======== Alıntı ========

• BUGÜNKÜ YENİ ASIR
  • Namaz Vakitleri
  • VavTv Canlı Yayın
İzmir’den tatlı geyikler GÜRKAN ERTAÇ

İzmir'den tatlı geyikler

gurkan.ertac@yeniasir.com.tr Tüm yazıları
Giriş Tarihi: 04 Mayıs 2018, 17:10

Bizim kuşak gazeteciler hayli şanslıydık. Göztepe ve Altay, Avrupa Kupaları'nda yıllarca oynadı, Karşıyaka da Balkan Kupası'na katıldı. KSK'nin basketbol, voleybol maçları ekstra. Kimi zaman yurtdışı seyahatlerine ikişer kişi gittik.
İzmir Gazeteciler Cemiyeti ve Türkiye Spor Yazarları Derneği de üyelerine yurtiçi ve yurtdışı seyahatler düzenlerdi.

======== Veri satırları ========

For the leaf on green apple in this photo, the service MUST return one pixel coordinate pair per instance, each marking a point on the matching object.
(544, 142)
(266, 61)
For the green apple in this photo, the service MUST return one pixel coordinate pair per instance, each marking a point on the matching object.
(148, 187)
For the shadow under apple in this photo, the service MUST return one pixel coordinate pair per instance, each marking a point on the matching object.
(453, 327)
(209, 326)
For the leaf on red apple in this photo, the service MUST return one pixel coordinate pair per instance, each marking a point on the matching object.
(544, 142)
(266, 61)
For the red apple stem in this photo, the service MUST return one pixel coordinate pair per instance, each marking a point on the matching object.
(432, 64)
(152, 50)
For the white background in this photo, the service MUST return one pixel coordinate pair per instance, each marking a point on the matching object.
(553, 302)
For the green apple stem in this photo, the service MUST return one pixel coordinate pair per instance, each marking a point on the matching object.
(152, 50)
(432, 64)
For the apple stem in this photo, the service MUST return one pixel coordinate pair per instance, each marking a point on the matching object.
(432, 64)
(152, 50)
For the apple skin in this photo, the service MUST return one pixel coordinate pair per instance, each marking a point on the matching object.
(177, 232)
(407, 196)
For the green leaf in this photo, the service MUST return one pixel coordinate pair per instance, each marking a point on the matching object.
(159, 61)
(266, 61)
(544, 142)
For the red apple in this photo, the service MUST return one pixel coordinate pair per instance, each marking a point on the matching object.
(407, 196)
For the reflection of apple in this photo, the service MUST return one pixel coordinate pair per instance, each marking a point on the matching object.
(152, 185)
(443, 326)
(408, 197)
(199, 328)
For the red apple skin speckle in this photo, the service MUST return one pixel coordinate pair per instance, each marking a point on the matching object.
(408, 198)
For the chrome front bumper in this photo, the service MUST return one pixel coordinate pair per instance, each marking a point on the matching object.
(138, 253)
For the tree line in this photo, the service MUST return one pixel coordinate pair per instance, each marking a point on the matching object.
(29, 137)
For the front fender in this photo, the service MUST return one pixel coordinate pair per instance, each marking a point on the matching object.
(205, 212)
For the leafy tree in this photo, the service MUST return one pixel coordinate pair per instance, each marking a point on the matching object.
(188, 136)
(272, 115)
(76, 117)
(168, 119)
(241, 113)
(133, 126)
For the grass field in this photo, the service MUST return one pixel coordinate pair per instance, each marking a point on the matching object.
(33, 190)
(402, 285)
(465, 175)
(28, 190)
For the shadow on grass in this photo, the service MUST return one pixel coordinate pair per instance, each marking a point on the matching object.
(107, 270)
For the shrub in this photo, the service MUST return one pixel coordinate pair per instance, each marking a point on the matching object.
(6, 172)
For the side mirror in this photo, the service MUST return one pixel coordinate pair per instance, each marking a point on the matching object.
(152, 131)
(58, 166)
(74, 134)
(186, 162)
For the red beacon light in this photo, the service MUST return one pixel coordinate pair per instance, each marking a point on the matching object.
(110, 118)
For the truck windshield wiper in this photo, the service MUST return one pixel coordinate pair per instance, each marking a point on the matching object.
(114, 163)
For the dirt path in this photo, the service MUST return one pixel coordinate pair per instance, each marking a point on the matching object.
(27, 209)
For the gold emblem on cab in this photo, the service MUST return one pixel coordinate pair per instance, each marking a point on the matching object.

========

■ **Görevler**
(1) Alıntıda "İzmir'den tatlı geyikler" ifadesinden "yurtdışı seyahatler düzenlerdi." ifadesine kadar olan bölümü birebir tekrarlayın.
(2) Alıntıya göre Karşıyaka hangi kupaya katılmıştır?

■ **Sonuçlar**
(1)
İzmir'den tatlı geyikler

gurkan.ertac@yeniasir.com.tr Tüm yazıları
Giriş Tarihi: 04 Mayıs 2018, 17:10

Bizim kuşak gazeteciler hayli şanslıydık. Göztepe ve Altay, Avrupa Kupaları'nda yıllarca oynadı, Karşıyaka da Balkan Kupası'na katıldı. KSK'nin basketbol, voleybol maçları ekstra. Kimi zaman yurtdışı seyahatlerine ikişer kişi gittik.
İzmir Gazeteciler Cemiyeti ve Türkiye Spor Yazarları Derneği de üyelerine yurtiçi ve yurtdışı seyahatler düzenlerdi.

(2) Balkan Kupası'na.